Records from a point labeling set
## Start
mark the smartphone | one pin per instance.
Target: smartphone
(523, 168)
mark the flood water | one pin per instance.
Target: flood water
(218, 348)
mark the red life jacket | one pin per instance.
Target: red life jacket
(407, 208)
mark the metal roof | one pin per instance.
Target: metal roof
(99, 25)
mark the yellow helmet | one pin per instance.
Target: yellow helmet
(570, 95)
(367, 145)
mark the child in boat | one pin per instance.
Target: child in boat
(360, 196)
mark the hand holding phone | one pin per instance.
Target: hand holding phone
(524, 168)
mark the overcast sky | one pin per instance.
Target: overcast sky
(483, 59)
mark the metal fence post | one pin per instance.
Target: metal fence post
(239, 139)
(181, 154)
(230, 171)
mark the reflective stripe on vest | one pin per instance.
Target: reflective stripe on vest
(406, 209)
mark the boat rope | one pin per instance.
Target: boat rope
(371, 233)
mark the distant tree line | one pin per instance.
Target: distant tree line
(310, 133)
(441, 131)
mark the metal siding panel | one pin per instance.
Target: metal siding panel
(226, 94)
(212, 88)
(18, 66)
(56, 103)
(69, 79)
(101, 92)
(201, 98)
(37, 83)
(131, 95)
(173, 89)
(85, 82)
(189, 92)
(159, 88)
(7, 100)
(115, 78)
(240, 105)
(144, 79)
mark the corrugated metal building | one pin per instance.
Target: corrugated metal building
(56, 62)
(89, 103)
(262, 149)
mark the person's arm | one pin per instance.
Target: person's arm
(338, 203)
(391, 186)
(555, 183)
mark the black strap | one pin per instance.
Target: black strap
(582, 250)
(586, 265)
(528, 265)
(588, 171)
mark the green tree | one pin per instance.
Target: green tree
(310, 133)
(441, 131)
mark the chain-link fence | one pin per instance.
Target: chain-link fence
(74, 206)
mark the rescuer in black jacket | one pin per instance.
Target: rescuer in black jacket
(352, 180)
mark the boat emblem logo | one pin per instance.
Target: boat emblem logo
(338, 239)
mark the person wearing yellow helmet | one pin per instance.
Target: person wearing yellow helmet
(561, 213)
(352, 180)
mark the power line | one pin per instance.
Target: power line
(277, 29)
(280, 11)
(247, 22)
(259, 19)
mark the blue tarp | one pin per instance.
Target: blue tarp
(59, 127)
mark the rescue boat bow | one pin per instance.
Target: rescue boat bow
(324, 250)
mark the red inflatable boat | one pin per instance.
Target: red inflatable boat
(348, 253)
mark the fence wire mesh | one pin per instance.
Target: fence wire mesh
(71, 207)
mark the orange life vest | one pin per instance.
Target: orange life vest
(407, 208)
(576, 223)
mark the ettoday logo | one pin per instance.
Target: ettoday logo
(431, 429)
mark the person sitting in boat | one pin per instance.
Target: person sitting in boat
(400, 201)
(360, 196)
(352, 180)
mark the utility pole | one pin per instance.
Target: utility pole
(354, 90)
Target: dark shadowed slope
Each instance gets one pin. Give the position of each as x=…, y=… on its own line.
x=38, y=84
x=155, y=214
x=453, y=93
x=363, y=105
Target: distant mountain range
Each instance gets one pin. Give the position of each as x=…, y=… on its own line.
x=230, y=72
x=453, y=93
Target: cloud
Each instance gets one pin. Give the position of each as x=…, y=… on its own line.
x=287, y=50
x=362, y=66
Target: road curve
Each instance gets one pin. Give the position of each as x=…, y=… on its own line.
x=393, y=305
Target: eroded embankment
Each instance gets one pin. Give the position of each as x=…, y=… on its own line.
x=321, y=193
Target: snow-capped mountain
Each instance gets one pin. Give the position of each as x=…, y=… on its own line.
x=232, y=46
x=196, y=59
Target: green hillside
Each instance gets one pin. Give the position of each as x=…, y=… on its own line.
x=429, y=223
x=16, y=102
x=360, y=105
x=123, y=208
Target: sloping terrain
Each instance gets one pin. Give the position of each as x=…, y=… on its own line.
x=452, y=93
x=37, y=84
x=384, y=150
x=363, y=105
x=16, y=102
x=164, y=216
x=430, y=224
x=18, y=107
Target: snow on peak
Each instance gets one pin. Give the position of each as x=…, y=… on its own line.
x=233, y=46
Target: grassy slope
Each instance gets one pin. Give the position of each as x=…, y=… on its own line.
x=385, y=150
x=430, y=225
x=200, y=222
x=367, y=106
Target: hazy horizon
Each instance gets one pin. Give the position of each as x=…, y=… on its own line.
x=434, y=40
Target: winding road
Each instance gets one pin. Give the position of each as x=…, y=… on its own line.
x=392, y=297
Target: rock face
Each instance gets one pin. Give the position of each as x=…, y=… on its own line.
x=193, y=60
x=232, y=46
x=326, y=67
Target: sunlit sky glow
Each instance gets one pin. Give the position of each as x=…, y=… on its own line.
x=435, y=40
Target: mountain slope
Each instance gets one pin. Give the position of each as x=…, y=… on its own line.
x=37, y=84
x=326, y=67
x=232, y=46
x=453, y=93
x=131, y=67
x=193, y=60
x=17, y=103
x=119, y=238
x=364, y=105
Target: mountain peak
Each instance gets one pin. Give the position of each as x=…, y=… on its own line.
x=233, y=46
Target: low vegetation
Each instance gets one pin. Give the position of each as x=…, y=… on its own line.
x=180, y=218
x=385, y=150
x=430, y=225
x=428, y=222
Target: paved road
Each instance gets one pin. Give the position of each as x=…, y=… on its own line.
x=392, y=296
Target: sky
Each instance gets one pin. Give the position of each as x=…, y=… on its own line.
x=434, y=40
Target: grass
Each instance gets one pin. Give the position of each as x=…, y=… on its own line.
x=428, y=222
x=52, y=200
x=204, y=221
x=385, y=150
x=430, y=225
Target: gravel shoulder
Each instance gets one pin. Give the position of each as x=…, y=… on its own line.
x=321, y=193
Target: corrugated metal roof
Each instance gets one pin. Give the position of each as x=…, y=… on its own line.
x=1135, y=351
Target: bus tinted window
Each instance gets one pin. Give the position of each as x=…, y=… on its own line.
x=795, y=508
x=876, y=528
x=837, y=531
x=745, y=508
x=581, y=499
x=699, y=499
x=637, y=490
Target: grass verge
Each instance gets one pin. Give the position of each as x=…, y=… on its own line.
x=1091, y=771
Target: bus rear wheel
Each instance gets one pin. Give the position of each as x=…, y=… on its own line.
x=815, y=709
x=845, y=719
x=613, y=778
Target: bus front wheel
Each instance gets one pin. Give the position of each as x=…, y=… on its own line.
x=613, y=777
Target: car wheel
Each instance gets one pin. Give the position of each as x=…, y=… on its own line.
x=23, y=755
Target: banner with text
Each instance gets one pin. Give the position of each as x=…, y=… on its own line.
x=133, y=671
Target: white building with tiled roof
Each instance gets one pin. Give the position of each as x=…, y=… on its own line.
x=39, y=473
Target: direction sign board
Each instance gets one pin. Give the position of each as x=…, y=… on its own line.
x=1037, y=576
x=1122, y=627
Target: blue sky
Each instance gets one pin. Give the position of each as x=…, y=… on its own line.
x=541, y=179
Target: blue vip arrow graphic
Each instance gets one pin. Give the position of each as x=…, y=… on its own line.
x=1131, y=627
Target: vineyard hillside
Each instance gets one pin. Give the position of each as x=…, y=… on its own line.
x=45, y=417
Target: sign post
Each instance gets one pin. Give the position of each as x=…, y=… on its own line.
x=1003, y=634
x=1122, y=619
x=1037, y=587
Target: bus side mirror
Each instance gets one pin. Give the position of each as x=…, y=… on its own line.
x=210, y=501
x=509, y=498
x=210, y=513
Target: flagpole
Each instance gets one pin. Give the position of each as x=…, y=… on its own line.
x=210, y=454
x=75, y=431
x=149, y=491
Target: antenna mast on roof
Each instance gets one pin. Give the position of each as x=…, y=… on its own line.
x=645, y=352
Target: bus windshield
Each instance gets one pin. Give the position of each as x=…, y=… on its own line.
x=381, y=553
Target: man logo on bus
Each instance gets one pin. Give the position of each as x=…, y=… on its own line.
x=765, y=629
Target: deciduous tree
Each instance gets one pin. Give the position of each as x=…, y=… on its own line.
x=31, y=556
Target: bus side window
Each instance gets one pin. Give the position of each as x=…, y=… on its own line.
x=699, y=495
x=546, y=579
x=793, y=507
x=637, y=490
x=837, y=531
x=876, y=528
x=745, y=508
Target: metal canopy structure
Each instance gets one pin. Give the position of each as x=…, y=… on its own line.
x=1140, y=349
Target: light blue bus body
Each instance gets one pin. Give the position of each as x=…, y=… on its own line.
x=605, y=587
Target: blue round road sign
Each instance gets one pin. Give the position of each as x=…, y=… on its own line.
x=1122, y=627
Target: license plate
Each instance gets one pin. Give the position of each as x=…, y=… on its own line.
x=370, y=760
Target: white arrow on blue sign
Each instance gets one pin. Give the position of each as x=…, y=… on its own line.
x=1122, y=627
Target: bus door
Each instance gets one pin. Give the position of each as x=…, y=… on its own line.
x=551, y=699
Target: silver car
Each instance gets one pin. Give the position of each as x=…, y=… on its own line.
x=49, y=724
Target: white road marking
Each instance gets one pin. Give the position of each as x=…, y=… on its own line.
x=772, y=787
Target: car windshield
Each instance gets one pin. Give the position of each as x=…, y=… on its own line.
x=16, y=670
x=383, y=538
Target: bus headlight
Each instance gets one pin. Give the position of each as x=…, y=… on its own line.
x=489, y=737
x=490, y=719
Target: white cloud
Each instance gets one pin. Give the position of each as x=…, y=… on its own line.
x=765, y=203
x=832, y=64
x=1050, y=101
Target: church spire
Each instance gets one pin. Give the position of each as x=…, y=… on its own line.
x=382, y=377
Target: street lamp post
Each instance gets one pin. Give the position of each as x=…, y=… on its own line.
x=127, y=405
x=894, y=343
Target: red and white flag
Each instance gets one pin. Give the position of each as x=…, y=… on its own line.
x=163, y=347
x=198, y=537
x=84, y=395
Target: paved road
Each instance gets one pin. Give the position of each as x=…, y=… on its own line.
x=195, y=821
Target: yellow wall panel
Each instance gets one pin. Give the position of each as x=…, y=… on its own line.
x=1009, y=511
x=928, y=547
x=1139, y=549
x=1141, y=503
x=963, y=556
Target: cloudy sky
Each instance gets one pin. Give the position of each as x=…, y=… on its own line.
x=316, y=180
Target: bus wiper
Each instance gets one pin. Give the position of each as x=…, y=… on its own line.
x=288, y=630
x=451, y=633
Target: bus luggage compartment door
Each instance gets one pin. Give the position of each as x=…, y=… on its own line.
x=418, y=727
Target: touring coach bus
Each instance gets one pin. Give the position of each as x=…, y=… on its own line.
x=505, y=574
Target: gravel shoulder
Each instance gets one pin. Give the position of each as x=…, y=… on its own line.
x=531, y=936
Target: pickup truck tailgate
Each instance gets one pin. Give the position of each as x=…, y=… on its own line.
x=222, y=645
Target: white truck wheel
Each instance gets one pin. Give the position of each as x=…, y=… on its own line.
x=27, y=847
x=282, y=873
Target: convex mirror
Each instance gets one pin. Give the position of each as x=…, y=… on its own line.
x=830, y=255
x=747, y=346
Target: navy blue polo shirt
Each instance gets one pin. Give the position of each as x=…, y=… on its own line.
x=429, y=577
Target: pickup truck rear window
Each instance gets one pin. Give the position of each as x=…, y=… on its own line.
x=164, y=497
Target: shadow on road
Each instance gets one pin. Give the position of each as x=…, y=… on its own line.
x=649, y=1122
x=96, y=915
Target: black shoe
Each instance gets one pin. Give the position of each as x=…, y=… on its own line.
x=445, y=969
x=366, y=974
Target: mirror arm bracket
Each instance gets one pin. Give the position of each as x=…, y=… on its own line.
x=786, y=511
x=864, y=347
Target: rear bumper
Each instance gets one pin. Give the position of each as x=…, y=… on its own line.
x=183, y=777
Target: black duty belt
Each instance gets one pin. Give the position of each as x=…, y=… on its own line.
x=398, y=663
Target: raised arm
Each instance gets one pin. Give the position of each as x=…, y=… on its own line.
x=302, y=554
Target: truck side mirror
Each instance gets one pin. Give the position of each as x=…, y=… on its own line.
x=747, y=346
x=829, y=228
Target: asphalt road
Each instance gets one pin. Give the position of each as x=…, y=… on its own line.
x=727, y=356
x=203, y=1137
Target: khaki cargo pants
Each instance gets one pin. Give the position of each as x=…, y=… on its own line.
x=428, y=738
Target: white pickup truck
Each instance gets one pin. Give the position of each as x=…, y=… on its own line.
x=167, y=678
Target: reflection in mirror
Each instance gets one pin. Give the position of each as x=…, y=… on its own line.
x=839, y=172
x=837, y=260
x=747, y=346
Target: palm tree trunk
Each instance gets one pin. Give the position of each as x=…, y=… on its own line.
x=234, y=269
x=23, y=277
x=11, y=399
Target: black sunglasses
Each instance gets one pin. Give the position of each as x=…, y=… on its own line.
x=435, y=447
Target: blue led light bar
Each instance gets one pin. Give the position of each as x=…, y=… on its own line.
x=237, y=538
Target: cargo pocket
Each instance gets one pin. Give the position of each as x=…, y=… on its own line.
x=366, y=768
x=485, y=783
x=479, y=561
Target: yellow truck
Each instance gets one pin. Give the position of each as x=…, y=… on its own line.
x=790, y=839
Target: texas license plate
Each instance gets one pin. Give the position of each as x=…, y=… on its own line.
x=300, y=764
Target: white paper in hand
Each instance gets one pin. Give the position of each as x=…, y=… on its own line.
## End
Convert the stretch of records from the line containing "Target: cloudy sky" through the line containing "x=451, y=633" into a numbered list, one line per item, leaving out any blank lines.

1. Target: cloudy sky
2. Each instance gets one pin. Give the position of each as x=…, y=… on its own line.
3. x=316, y=180
4. Target: bus wiper
5. Each instance gets one pin. Give the position of each as x=…, y=… on its own line.
6. x=288, y=630
7. x=451, y=633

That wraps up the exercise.